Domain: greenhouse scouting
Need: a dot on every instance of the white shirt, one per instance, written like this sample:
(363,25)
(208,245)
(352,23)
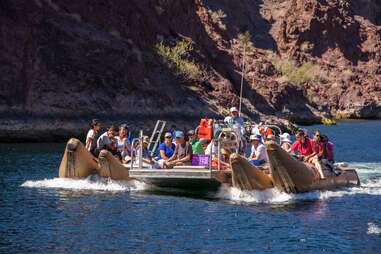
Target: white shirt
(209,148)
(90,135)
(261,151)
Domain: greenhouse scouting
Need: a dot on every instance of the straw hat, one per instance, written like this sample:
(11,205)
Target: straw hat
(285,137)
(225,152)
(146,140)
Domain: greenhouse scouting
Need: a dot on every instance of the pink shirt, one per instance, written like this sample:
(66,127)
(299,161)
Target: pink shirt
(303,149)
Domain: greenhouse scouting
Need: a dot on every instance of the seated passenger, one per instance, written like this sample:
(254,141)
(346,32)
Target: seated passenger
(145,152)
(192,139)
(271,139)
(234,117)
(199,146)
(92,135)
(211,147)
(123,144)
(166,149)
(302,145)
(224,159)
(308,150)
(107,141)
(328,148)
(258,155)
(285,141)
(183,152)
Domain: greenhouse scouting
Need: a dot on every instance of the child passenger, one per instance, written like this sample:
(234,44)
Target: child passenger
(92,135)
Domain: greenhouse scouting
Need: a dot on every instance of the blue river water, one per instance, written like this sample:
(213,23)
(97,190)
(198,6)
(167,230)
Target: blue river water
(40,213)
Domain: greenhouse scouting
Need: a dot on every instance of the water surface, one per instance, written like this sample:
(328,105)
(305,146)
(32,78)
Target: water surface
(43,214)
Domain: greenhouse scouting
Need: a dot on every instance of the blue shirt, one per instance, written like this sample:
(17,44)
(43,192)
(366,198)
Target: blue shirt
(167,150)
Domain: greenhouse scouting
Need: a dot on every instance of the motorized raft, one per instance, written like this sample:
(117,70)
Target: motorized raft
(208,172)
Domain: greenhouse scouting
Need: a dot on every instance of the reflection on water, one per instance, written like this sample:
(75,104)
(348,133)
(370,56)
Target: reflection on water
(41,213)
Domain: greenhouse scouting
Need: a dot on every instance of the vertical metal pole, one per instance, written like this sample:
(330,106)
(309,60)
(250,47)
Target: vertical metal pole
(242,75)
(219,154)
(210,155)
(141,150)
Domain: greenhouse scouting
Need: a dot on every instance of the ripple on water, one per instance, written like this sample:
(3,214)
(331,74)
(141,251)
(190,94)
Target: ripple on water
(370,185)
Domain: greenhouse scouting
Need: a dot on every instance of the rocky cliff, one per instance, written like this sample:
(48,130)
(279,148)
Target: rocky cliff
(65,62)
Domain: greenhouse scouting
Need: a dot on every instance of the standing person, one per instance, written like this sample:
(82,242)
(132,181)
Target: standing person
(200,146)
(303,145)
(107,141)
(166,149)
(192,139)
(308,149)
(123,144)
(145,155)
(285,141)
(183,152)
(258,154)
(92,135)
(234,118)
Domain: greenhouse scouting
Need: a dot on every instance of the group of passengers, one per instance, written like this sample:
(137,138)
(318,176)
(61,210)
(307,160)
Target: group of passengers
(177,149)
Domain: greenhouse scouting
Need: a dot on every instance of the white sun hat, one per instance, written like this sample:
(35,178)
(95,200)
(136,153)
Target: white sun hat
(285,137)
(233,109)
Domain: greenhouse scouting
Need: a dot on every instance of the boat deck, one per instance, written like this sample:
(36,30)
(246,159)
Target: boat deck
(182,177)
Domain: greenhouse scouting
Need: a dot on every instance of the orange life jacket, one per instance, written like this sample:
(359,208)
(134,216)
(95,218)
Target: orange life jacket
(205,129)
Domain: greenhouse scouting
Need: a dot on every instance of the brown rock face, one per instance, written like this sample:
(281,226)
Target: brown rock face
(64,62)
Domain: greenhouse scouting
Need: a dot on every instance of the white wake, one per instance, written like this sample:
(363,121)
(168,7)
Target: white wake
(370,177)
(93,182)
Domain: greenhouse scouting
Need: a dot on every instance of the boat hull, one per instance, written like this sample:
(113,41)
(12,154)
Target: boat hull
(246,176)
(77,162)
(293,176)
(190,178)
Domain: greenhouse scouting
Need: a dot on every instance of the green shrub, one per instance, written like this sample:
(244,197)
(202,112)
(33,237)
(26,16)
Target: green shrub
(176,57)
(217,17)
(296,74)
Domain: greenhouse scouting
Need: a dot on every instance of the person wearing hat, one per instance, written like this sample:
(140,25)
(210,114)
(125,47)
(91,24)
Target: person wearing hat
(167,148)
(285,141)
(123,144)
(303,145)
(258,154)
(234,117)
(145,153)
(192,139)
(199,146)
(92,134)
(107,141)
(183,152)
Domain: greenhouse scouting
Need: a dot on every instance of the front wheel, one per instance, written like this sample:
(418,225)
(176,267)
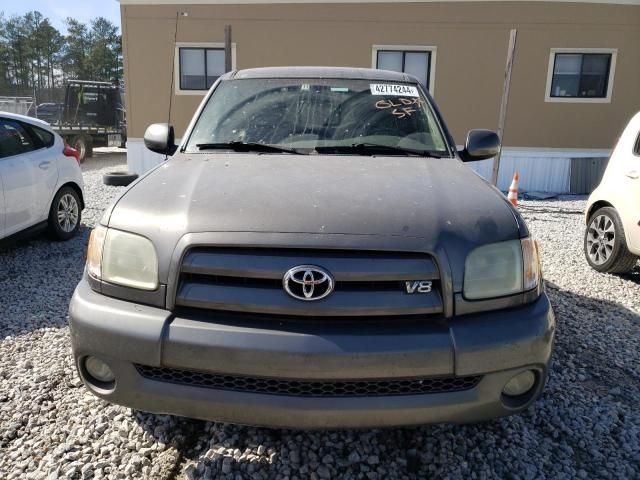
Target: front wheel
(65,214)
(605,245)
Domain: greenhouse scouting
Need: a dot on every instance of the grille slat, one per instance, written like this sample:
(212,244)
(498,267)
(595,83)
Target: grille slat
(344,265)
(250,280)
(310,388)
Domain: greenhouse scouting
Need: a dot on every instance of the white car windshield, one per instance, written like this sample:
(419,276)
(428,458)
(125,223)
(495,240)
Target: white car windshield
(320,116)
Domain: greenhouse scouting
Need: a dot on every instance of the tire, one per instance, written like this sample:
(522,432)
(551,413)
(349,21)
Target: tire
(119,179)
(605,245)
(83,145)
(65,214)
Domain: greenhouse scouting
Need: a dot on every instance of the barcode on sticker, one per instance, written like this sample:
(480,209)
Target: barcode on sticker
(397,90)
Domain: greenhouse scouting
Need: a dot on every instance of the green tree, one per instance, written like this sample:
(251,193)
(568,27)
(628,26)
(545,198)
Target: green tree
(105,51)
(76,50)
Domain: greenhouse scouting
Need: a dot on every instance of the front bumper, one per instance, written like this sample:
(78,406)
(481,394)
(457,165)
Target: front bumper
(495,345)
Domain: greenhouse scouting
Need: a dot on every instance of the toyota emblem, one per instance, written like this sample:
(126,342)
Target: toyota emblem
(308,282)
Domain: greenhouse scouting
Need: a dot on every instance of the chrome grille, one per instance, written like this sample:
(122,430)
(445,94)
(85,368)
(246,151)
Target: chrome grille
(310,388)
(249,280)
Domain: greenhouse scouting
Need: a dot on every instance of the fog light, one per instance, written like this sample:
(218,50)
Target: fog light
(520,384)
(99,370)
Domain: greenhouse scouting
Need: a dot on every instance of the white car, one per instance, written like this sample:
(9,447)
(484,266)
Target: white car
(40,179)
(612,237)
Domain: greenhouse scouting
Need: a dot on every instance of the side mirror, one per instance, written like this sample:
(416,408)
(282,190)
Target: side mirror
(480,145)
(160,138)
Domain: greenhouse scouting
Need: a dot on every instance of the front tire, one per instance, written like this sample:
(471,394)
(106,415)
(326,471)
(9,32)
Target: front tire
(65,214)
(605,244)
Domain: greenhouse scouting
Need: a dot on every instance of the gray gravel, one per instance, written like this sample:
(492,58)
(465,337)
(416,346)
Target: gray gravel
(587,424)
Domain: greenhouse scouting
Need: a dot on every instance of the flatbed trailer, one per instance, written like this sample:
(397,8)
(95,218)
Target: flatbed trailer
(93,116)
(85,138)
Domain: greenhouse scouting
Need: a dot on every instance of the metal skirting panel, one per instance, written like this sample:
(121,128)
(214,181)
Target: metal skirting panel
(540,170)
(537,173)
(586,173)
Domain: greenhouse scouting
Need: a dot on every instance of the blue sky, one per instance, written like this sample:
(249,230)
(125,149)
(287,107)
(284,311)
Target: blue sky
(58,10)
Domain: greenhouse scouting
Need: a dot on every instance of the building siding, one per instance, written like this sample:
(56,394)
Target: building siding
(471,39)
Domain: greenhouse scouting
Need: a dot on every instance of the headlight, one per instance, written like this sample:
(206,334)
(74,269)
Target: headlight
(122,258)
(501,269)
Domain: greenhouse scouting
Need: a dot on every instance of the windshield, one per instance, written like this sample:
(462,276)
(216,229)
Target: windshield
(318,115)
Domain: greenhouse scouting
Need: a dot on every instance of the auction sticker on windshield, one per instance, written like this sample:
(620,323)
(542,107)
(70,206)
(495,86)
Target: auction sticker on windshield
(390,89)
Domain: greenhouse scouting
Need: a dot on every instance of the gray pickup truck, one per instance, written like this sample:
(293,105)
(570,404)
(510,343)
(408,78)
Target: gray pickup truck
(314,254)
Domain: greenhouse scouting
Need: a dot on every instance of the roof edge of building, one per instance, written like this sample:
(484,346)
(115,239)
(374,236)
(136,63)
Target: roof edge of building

----------

Localiza en el material todas las líneas en las que aparece la palabra "raft" y cópialas.

Need: a dot on every instance of the motorized raft, one per instance, written like this sample:
Target: motorized raft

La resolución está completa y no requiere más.